Task details: Repeat the whole listing exactly as written.

Material:

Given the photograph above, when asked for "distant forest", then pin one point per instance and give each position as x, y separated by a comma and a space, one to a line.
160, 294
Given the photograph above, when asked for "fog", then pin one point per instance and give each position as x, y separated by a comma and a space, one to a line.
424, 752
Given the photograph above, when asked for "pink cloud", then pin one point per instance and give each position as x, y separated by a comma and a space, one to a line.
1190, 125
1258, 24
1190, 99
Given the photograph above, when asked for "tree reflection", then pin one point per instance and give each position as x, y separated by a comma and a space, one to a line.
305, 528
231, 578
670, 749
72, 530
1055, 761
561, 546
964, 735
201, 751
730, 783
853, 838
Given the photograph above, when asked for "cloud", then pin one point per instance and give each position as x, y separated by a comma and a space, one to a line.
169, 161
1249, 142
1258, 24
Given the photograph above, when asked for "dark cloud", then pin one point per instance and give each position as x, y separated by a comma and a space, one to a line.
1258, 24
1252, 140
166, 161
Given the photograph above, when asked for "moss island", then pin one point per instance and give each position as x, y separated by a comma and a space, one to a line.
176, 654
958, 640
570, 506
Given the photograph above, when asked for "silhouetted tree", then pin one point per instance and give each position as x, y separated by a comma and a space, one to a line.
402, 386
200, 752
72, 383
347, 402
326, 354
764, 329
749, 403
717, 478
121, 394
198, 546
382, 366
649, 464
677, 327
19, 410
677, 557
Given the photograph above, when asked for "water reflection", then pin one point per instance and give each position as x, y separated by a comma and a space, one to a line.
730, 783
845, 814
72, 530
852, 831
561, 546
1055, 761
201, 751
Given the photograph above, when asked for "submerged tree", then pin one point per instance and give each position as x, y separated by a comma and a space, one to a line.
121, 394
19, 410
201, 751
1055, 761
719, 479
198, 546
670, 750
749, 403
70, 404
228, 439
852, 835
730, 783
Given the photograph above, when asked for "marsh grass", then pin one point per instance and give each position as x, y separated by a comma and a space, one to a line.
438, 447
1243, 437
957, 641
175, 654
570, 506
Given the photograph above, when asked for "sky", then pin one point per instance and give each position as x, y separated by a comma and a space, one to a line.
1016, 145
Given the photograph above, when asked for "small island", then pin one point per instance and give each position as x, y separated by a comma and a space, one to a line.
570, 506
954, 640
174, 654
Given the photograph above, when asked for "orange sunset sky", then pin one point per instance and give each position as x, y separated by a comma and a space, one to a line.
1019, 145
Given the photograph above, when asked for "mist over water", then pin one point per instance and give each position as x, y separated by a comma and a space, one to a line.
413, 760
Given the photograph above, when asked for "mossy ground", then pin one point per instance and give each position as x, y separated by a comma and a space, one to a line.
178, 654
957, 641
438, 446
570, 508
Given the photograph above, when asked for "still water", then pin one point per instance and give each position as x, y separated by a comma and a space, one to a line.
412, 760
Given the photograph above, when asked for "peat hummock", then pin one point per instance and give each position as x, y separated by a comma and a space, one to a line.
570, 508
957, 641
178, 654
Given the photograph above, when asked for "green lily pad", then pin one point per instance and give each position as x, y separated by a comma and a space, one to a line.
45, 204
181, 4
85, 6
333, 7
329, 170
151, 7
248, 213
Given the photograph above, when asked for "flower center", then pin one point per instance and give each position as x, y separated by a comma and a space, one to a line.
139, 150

Answer below:
Given the photograph above, when asked for "distant forest", then pin one point per instance and give each position as x, y separated by a comma and a space, one to a line.
160, 294
Given the photograph above, when asked for "fog", then pin one point per instance and give each position as x, y separated by a comma and a space, one to a line.
424, 752
Given the photograph above, when asked for "pink cloud", then pin one point per instance and give each position as x, y separated by a comma and a space, one to a line.
1190, 125
1258, 24
1190, 99
Given the photograph above, when asked for "tree reflection", then pin one point per instance and give each position as x, y separated by a comma and a space, one to a line.
305, 528
231, 578
670, 749
72, 530
1055, 761
561, 546
964, 735
201, 751
730, 783
853, 838
Given the photograph above, when asked for "cloud", then pin one point per instance and give each position as x, y separated by a comma and a space, one to a line.
169, 161
1249, 142
1258, 24
Given the photograph above, when asked for "dark cloud", then pin one point per instance and give each position as x, y separated by a comma and a space, one to a line.
1258, 24
1252, 140
166, 161
Given the photograph above, when asked for "moss island", then pin one point per instance and give each position as x, y separated by a comma and a space, one to a line.
176, 654
958, 640
570, 506
Given the photograph above, when asked for "silhouetted tree", then pin one point per instance and give each position as x, y separated by a comma and a space, one to a line.
402, 386
200, 752
72, 383
347, 402
326, 354
764, 329
749, 403
717, 478
121, 394
198, 546
382, 366
649, 464
677, 327
19, 410
677, 557
Given the photograph above, when asked for "water reflection", then pin one point per instance and give each position as x, y separated by a comma and a space, one to a line.
730, 783
845, 814
72, 530
852, 831
561, 546
1055, 761
201, 751
Given the photograph above, when asked for "submerged tree", then pin one point per instance and give each position as x, y separated by a comma and a space, one to a line.
121, 394
19, 410
201, 751
1055, 761
719, 479
198, 546
670, 750
749, 403
70, 404
228, 439
852, 835
730, 783
Given the photograph above, when asked for "marsh grass", then pin one point per instance and give each position as x, y separated by a comma and a space, one to a line.
438, 447
1243, 437
957, 641
175, 654
570, 506
Given the photograph above, when asked for "sky", then pin one point per instance and give each position as x, y separated by a comma and a space, one to a line.
1016, 145
Given the photograph above, when asked for "small island", then pin one point per instance and give each position as x, y separated by a comma and a space, one to a line.
570, 506
954, 640
174, 654
Given the photograph above, when asked for "orange sunset sky", then pin one point per instance and give each position as x, y separated by a comma and a space, one to a line.
1019, 145
Given the photograph above, when asked for "mist over water", then pin one point per instance and give each position as x, y separated by a comma and a space, one to a line.
413, 760
Given the photograph above, when asked for "mossy ground", then pin one point per instance and give each position as x, y separated by a comma and a space, one to a line.
178, 654
957, 641
438, 446
570, 508
Given the photograph above, when asked for "still water", then pin one point per instance and give each position as x, y separated by a comma and a space, one to a line.
412, 760
Given the photograph above, when asked for "peat hummock", then pin one point per instance and give each position as x, y separated by a comma and a space, one to a line.
570, 508
957, 641
178, 654
Given the photograph above, when asked for "green lily pad", then pin one point per instance and give each position as x, y separated by a comma and a space, one to a line.
45, 204
181, 4
85, 6
333, 7
329, 170
151, 7
248, 213
Given the photograph above, when asked for "flower center", then pin one point per instance and give each position as x, y separated by a comma and a space, one to a line.
139, 150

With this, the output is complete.